PLEASE tell me, why should I care about and be forced to treat these people - repeatedly - when I could focus my energy towards someone who will appreciate the care I give them as well as pay for it? If you can explain that, aside from some dogmatic religious claptrap or tree-hugging kumbayah circle-jerk feel good b.s., then I'm happy to listen.
Newsflash: Society has bad people in it. They consume a
huge portion of healthcare dollars. They rob resources from deserving people and run up their costs. They want you to fix them - without paying for it - so they can go back to their bad habits.
WHY SHOULD WE?
I TOTALLY agree that people should be required to pay their own bills. If this person can afford to buy cases of beer a day but can't afford to pay a dime on his hospital bill, then I agree there is something wrong systemically.
FINALLY!!! HALLELUAH! We seem to agree!
But the answer is not to withhold care.
The answer is
debtor's prison.
This discussion has evolved into anti non-english speaker rants, as well as talked about when to unplug the vent. It has strayed far from what the OP was talking about. If any of you think that the healthcare crisis today is the result of illegal immigrants and poor people who continue to drink and smoke themselves to death just so they can get free SICU beds, you are mistaken.
NO! But, it's a huge part of it. Did you even know what EMTALA was before you read this thread? Probably not. It's ill-informed people like you who haven't really been out there yet who are dictating what we
all should do.
Everyone pays cash. Up front. That fixes everything. It's just that simple.
So now, I suppose we will refuse to provide chemo to lung cancer patients who's disease is clearly linked to smoking. Then we will not do CABGs on people who continue to eat crap and be sedentary.
PLEASE read this carefully:
IF THEY CAN PAY FOR IT,
everyone should be entitled to the best care they can get.

+ + + + + + +

> [What you are asked to do]: Continue the forum thread on paying for hospital care from the point where it stops. The entries play no part in this work.

+ + + + + + +

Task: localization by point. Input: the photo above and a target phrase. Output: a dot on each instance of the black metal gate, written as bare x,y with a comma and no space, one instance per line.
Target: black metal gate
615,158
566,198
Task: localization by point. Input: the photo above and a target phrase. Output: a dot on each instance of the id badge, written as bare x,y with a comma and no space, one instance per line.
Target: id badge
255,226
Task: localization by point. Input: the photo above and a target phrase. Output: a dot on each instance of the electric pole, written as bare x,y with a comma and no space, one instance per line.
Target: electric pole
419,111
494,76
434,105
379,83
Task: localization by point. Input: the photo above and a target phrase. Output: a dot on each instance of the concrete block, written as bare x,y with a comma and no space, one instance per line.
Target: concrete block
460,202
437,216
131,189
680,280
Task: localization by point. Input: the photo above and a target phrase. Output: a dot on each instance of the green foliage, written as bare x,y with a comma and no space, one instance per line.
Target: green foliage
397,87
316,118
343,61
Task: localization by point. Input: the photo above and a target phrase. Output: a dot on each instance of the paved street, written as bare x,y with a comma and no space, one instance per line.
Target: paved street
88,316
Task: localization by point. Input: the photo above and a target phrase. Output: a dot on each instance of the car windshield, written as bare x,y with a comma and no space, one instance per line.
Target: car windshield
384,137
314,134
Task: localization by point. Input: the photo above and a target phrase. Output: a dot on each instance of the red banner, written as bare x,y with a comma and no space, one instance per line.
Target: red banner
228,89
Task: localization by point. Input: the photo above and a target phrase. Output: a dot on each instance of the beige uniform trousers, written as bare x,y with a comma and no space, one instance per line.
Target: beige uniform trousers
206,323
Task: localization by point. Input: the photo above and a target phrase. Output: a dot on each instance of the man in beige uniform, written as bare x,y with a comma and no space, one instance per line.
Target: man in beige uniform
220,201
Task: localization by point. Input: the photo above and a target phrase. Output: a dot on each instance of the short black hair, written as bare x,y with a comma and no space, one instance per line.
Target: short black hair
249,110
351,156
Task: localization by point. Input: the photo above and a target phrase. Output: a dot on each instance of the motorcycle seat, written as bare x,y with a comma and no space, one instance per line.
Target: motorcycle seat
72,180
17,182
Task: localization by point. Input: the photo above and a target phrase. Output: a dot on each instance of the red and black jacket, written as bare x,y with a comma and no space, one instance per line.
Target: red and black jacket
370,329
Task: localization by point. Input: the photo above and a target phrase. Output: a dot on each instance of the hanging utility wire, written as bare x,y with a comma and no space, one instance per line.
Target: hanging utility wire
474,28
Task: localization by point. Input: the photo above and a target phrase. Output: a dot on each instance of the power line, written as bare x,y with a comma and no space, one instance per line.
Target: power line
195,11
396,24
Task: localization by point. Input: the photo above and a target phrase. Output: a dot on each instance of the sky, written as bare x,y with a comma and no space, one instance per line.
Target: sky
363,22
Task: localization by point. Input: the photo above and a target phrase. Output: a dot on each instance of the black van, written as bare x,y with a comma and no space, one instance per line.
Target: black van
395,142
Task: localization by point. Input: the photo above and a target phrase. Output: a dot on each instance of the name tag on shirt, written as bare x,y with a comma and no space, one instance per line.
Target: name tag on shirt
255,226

+ + + + + + +

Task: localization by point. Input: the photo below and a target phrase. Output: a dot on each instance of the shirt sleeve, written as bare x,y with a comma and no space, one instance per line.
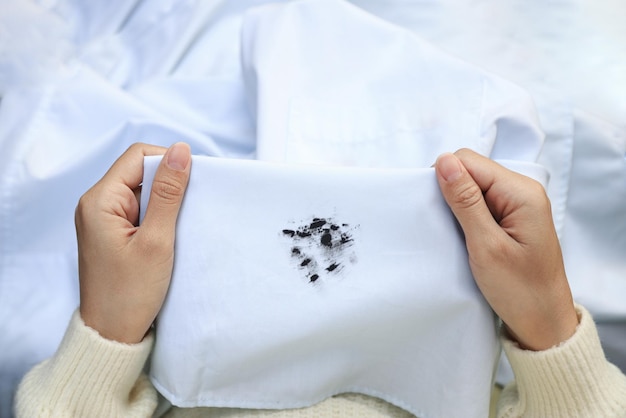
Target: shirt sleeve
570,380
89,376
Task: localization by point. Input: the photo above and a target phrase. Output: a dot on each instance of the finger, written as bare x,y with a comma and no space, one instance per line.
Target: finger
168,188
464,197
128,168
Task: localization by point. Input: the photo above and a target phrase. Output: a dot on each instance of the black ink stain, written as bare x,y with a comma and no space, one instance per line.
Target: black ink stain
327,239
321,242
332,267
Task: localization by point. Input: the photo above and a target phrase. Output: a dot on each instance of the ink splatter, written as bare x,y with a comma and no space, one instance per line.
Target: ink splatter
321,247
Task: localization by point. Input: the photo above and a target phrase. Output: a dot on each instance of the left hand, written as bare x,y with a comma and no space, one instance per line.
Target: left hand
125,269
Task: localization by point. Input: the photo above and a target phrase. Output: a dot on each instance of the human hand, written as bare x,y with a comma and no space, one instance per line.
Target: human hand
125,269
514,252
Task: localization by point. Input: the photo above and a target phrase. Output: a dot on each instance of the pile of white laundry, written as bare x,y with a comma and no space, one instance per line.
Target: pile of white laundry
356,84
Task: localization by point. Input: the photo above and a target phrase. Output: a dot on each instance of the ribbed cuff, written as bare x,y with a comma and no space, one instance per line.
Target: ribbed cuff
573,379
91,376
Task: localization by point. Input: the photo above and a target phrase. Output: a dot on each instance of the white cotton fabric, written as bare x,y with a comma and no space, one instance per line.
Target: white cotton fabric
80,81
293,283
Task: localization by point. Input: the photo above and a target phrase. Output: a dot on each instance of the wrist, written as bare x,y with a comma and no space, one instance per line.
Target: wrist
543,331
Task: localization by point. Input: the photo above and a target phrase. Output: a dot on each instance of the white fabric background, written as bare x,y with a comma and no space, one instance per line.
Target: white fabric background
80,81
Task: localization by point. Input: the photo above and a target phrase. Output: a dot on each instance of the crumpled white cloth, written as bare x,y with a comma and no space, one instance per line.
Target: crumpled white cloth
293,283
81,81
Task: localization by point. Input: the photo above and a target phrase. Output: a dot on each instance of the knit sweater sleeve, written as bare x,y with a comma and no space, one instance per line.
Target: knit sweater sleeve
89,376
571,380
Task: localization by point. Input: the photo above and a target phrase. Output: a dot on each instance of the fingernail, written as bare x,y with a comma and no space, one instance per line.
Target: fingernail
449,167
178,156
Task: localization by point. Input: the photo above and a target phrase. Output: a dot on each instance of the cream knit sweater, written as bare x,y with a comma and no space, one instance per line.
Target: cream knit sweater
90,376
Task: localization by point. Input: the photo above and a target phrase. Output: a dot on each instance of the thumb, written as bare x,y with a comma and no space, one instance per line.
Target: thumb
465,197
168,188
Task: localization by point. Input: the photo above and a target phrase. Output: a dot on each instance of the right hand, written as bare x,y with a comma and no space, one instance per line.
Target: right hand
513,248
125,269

+ + + + + + +

> [Output of the task]:
The system does not expect everyone to pay right now, and we literally "give away" care because it makes us feel like we are true humanitarians.
What many people don't realize is that, if you allow people to suck off the teet and not fend for themselves, they will get dependent on that teet. And, you're screwing everyone else by driving up their healthcare costs.
So, your bleeding heartism actually is f*cking a lot of hard-working, innocent people who contribute to society and pay into the system.
The way to attack these problems are PREVENTIVE medicine, not PUNITIVE medicine.
This is something a college sophomore would say. It's meaningless. It's a soundbite.
Preventive medicine has been pushed hard on the public for the past 20-30 years. The results? We're fatter and more unhealthy as a society as we've ever been. Or, unless you can figure out some way to convince everyone to go see their doctor, lose weight, stop smoking, wear their seatbelt (etc.) with a high-degree of compliance that no one else has, this little saying is meaningless.
Punitive medicine... hmmm... if there is all carrot and no stick, then people learn that they'll just get the carrot without much (if any) effort. The difference is, we don't even expect them to get off the couch for their carrot anymore... and, worse, if they don't get their carrot, they're going to
sue your ass.
Yes, my friend, you're an idealist. You don't yet understand how it really works out there. Someday you will. I hope you don't become as cynical as I am, but wait until the first time you get a call from Risk Management telling you you've been named in a lawsuit... it ain't fun, my friend.